With the images left out, print all of the records below exactly.

..........

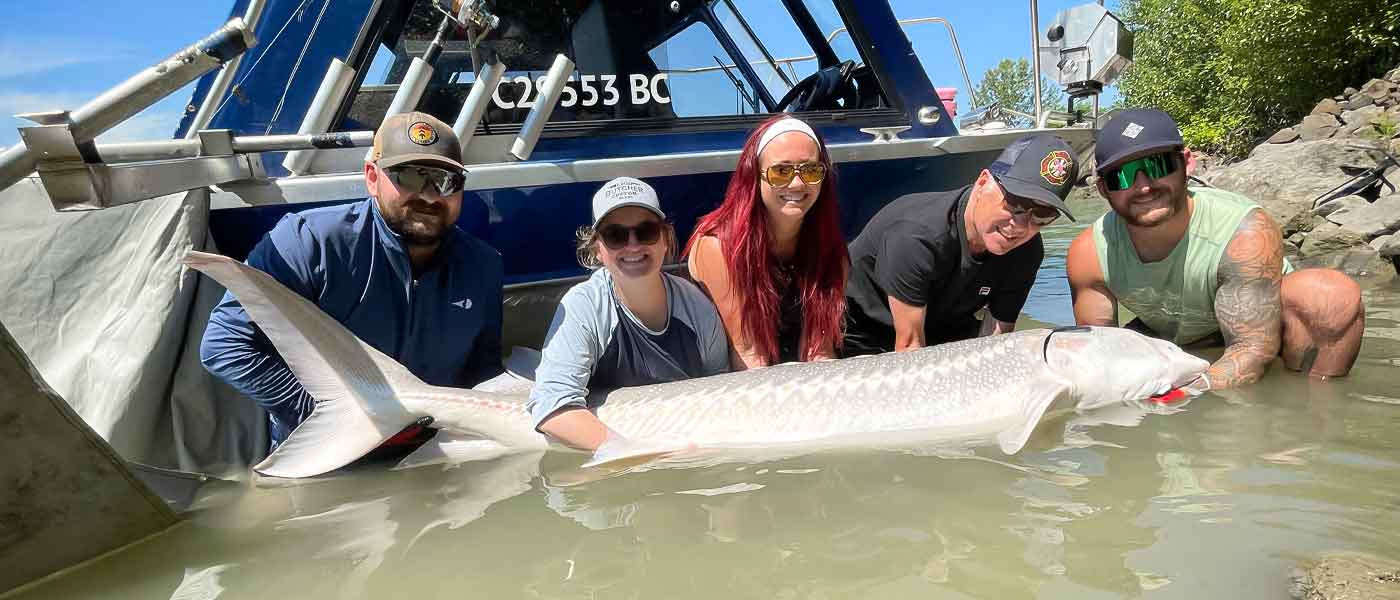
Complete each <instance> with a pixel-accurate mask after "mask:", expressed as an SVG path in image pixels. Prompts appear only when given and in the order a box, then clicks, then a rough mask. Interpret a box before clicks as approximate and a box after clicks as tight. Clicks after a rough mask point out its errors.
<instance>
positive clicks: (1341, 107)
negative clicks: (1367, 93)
mask: <svg viewBox="0 0 1400 600" xmlns="http://www.w3.org/2000/svg"><path fill="white" fill-rule="evenodd" d="M1373 103H1376V101H1373V99H1371V97H1368V95H1364V94H1357V95H1352V97H1351V98H1350V99H1347V101H1345V102H1343V103H1341V109H1343V110H1355V109H1358V108H1362V106H1371V105H1373Z"/></svg>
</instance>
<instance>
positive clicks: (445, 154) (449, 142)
mask: <svg viewBox="0 0 1400 600" xmlns="http://www.w3.org/2000/svg"><path fill="white" fill-rule="evenodd" d="M370 159H371V161H374V162H375V164H377V165H379V166H381V168H389V166H393V165H402V164H405V162H413V164H420V165H431V166H440V168H444V169H448V171H452V172H465V171H466V168H465V166H462V145H461V144H459V143H458V141H456V134H455V133H452V127H451V126H448V124H447V123H444V122H441V120H440V119H438V117H435V116H433V115H428V113H426V112H403V113H399V115H393V116H391V117H388V119H384V123H379V129H378V130H377V131H374V151H372V152H371V154H370Z"/></svg>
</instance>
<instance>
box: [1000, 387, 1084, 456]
mask: <svg viewBox="0 0 1400 600" xmlns="http://www.w3.org/2000/svg"><path fill="white" fill-rule="evenodd" d="M1028 389H1029V390H1030V394H1029V397H1028V399H1026V404H1025V406H1023V413H1022V414H1019V415H1016V422H1015V424H1014V425H1012V427H1009V428H1007V429H1002V431H1001V434H997V443H998V445H1000V446H1001V452H1005V453H1008V455H1015V453H1016V452H1021V449H1022V448H1023V446H1025V445H1026V441H1028V439H1030V432H1032V431H1035V429H1036V425H1039V424H1040V418H1043V417H1044V414H1046V411H1047V410H1049V408H1050V406H1051V404H1054V401H1056V400H1058V399H1060V397H1063V396H1065V394H1067V393H1068V392H1070V383H1068V382H1065V380H1064V379H1060V378H1057V376H1056V378H1036V380H1032V382H1030V385H1029V386H1028Z"/></svg>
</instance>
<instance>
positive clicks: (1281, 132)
mask: <svg viewBox="0 0 1400 600" xmlns="http://www.w3.org/2000/svg"><path fill="white" fill-rule="evenodd" d="M1296 138H1298V130H1296V129H1294V127H1287V129H1280V130H1278V133H1275V134H1273V136H1270V137H1268V143H1270V144H1287V143H1289V141H1294V140H1296Z"/></svg>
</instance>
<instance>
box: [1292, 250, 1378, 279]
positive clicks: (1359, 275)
mask: <svg viewBox="0 0 1400 600" xmlns="http://www.w3.org/2000/svg"><path fill="white" fill-rule="evenodd" d="M1288 262H1289V263H1292V266H1294V269H1336V270H1338V271H1341V273H1345V274H1347V276H1350V277H1351V278H1354V280H1357V283H1358V284H1361V285H1362V287H1368V288H1369V287H1375V285H1379V284H1386V283H1390V281H1393V280H1394V278H1396V266H1394V263H1393V262H1392V259H1387V257H1383V256H1380V255H1379V253H1376V250H1375V249H1372V248H1369V246H1359V248H1351V249H1345V250H1336V252H1329V253H1326V255H1315V256H1306V257H1288Z"/></svg>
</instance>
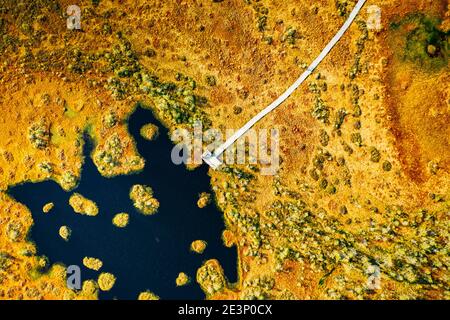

..........

__Solved problem__
Complete each <instance> with a pixel-accurate mask after "mask:", expressed as an SVG path in image pixels. Prompts appear only when given and in the order a box, then clicks, then a rough mask. Interpret a box before clicks as approximate and a box after clicks as tight. Clicks after a rough mask point out its errors.
<instance>
positive clicks: (1341, 107)
negative clicks: (1367, 93)
mask: <svg viewBox="0 0 1400 600" xmlns="http://www.w3.org/2000/svg"><path fill="white" fill-rule="evenodd" d="M1373 103H1376V101H1373V99H1371V97H1368V95H1364V94H1357V95H1352V97H1351V98H1350V99H1347V101H1345V102H1343V103H1341V109H1343V110H1355V109H1358V108H1362V106H1371V105H1373Z"/></svg>
</instance>
<instance>
positive clicks: (445, 154) (449, 142)
mask: <svg viewBox="0 0 1400 600" xmlns="http://www.w3.org/2000/svg"><path fill="white" fill-rule="evenodd" d="M370 159H371V161H374V162H375V164H377V165H379V166H381V168H389V166H393V165H402V164H405V162H413V164H420V165H431V166H440V168H444V169H448V171H452V172H465V171H466V168H465V166H462V145H461V144H459V143H458V141H456V134H455V133H452V127H451V126H448V124H447V123H444V122H441V120H440V119H438V117H435V116H433V115H428V113H426V112H403V113H399V115H393V116H391V117H388V119H384V123H379V129H378V130H377V131H374V151H372V152H371V154H370Z"/></svg>
</instance>
<instance>
box: [1000, 387, 1084, 456]
mask: <svg viewBox="0 0 1400 600" xmlns="http://www.w3.org/2000/svg"><path fill="white" fill-rule="evenodd" d="M1028 389H1029V390H1030V394H1029V397H1028V399H1026V404H1025V406H1023V413H1022V414H1019V415H1016V422H1015V424H1014V425H1012V427H1009V428H1007V429H1002V431H1001V434H997V443H998V445H1000V446H1001V452H1005V453H1008V455H1015V453H1016V452H1021V449H1022V448H1023V446H1025V445H1026V441H1028V439H1030V432H1032V431H1035V429H1036V425H1039V424H1040V418H1043V417H1044V414H1046V411H1047V410H1049V408H1050V406H1051V404H1054V401H1056V400H1058V399H1060V397H1063V396H1065V394H1067V393H1068V392H1070V383H1068V382H1065V380H1064V379H1060V378H1057V376H1056V378H1036V380H1032V382H1030V385H1029V386H1028Z"/></svg>
</instance>
<instance>
positive clicks: (1281, 132)
mask: <svg viewBox="0 0 1400 600" xmlns="http://www.w3.org/2000/svg"><path fill="white" fill-rule="evenodd" d="M1296 138H1298V130H1296V129H1294V127H1287V129H1280V130H1278V133H1275V134H1273V136H1270V137H1268V143H1270V144H1287V143H1289V141H1294V140H1296Z"/></svg>
</instance>
<instance>
box: [1292, 250, 1378, 279]
positive clicks: (1359, 275)
mask: <svg viewBox="0 0 1400 600" xmlns="http://www.w3.org/2000/svg"><path fill="white" fill-rule="evenodd" d="M1288 262H1289V263H1292V266H1294V269H1336V270H1338V271H1341V273H1345V274H1347V276H1350V277H1351V278H1354V280H1357V283H1358V284H1361V285H1362V287H1368V288H1369V287H1375V285H1379V284H1386V283H1390V281H1393V280H1394V278H1396V266H1394V263H1393V262H1392V259H1387V257H1383V256H1380V255H1379V253H1376V250H1375V249H1372V248H1369V246H1359V248H1351V249H1345V250H1336V252H1329V253H1326V255H1315V256H1306V257H1288Z"/></svg>
</instance>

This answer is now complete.